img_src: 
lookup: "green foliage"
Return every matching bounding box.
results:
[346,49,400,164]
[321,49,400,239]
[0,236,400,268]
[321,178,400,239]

==========

Reproduce the records above line for line, with no changes.

**Output of the exercise:**
img_src: 
lookup: "green foliage"
Return every matching bounding box.
results:
[346,49,400,164]
[321,49,400,239]
[0,236,400,268]
[321,178,400,239]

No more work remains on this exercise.